Supplied entries
--- BEGIN ---

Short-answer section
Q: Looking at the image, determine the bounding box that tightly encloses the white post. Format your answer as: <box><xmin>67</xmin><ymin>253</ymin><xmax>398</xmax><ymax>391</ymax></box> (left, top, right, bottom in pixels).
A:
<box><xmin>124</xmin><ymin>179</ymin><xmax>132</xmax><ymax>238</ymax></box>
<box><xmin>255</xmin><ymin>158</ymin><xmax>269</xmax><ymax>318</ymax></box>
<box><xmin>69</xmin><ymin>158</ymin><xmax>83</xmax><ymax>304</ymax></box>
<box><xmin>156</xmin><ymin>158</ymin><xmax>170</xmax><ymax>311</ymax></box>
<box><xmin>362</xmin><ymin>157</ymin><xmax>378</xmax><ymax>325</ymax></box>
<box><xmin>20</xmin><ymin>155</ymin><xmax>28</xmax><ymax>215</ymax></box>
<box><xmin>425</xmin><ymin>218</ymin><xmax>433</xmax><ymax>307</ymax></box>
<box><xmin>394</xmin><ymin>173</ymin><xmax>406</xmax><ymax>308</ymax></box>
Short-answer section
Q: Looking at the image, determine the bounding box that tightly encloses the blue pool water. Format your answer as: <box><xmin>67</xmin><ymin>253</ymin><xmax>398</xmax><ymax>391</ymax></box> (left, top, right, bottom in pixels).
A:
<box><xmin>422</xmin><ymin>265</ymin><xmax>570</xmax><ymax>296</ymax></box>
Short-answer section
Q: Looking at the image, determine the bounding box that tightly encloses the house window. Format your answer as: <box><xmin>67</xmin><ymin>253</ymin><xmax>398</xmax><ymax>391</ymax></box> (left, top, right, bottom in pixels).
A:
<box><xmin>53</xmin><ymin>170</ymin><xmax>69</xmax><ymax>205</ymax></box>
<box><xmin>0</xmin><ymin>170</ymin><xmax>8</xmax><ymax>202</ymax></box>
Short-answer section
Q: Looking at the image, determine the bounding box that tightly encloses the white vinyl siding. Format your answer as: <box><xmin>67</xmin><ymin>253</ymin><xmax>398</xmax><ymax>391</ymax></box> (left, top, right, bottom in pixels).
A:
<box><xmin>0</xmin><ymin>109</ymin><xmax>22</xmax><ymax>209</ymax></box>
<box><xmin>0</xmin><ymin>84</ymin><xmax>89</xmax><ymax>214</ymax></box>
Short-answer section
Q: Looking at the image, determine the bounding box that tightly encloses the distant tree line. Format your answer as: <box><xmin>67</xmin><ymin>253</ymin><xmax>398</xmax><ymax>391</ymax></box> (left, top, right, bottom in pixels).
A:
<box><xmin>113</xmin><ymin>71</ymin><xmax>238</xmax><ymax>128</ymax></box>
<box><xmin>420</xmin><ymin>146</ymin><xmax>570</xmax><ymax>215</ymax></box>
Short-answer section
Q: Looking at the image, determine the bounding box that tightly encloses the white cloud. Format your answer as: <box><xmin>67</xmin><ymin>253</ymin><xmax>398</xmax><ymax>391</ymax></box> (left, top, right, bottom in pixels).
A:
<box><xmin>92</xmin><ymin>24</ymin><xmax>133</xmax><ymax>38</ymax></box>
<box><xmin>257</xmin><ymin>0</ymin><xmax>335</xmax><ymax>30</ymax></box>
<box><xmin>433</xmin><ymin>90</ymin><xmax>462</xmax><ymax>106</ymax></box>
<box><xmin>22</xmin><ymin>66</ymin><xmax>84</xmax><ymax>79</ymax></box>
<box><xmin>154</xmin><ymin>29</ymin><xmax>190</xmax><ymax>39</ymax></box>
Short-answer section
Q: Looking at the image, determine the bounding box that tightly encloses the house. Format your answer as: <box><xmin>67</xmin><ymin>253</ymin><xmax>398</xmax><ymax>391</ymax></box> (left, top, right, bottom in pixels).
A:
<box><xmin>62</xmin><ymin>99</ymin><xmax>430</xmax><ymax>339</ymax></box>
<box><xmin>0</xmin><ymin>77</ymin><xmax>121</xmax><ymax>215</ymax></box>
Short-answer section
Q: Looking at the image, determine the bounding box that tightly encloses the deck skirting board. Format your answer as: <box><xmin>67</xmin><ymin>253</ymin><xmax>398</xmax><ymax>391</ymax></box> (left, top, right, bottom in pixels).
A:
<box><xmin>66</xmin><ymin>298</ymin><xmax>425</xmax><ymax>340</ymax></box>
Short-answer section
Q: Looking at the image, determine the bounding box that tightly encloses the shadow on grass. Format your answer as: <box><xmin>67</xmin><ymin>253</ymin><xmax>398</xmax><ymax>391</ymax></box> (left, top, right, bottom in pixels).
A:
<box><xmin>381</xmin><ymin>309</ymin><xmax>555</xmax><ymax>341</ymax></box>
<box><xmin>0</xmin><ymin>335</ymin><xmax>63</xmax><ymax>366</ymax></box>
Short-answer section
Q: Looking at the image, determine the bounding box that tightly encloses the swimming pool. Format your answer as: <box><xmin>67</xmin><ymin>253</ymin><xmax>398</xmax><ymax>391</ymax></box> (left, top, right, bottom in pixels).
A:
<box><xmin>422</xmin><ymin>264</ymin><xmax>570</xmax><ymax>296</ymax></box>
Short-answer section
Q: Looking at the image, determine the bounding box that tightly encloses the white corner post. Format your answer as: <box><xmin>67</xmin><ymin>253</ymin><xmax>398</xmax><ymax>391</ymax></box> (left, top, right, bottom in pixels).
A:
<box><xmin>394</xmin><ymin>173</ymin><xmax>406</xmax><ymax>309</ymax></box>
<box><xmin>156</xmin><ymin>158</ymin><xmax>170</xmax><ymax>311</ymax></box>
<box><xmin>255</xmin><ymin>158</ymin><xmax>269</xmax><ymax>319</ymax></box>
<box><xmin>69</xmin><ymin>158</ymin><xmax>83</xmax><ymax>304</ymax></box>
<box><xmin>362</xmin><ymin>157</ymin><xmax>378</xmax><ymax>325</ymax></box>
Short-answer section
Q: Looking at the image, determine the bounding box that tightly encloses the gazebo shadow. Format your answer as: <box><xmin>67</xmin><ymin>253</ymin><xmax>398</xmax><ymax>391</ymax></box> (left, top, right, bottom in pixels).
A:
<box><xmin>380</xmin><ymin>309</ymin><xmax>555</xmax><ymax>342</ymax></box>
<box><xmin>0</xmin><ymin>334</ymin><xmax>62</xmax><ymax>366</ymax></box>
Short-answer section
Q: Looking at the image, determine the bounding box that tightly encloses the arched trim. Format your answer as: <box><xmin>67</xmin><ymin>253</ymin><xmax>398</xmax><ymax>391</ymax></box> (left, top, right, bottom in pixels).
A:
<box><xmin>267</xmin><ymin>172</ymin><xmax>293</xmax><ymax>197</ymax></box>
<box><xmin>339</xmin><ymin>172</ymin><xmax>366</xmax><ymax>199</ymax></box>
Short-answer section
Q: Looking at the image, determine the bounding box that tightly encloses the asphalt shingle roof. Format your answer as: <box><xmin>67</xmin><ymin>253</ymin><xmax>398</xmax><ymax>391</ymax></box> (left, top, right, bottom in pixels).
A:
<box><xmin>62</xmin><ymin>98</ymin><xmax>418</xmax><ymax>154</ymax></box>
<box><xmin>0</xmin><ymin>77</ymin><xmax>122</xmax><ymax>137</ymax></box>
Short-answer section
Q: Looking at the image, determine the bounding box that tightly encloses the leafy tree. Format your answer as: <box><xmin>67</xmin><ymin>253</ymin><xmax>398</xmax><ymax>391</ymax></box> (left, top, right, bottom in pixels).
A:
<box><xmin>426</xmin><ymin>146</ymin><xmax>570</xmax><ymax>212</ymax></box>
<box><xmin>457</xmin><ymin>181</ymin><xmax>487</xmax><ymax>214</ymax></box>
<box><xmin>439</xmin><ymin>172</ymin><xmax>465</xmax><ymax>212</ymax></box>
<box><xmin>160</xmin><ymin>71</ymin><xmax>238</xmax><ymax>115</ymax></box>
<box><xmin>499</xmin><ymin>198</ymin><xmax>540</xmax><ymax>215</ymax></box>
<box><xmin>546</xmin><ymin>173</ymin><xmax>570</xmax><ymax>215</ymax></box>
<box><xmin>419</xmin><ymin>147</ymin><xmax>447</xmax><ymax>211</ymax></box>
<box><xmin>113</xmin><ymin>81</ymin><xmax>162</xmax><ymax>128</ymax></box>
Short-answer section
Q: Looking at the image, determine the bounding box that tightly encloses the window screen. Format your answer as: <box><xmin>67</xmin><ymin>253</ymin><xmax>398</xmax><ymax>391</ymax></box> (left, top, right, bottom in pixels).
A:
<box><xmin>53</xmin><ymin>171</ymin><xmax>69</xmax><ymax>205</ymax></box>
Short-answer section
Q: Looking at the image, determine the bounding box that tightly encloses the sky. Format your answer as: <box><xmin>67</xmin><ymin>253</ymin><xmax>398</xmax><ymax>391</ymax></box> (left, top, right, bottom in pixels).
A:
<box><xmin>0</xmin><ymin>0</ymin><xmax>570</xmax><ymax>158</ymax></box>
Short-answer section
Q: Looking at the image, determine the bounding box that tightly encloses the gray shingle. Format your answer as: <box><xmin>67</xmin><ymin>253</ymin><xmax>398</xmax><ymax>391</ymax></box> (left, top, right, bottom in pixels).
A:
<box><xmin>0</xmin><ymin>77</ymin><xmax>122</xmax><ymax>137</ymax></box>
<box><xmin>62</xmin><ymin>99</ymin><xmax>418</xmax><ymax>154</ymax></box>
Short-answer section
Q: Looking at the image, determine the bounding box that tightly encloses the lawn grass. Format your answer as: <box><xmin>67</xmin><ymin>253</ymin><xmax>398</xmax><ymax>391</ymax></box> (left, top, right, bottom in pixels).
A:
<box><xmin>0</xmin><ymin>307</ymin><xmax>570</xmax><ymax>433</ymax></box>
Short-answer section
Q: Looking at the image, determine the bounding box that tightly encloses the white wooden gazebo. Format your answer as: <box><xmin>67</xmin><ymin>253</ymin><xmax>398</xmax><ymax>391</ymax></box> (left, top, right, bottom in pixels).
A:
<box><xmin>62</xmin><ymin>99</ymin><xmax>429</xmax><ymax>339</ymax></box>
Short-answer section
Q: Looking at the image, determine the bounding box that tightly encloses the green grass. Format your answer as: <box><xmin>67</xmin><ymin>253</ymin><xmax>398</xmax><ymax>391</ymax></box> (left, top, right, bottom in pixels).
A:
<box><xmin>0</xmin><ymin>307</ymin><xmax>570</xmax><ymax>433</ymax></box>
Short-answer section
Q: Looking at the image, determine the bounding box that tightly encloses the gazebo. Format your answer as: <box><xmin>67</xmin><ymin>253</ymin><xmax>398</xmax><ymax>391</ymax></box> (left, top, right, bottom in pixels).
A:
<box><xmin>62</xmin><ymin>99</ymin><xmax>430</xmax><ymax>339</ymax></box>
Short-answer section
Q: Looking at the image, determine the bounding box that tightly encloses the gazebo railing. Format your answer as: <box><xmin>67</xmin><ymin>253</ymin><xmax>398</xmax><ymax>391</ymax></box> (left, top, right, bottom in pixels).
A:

--- END ---

Directions
Pull out each line of the data above that contains the string "vinyl". Case matters.

Solution to the exercise
Q: Looking at the image, determine the bounding box that tightly encloses the white vinyl siding. Format your answer as: <box><xmin>67</xmin><ymin>253</ymin><xmax>398</xmax><ymax>391</ymax></box> (left, top, right, bottom in pixels).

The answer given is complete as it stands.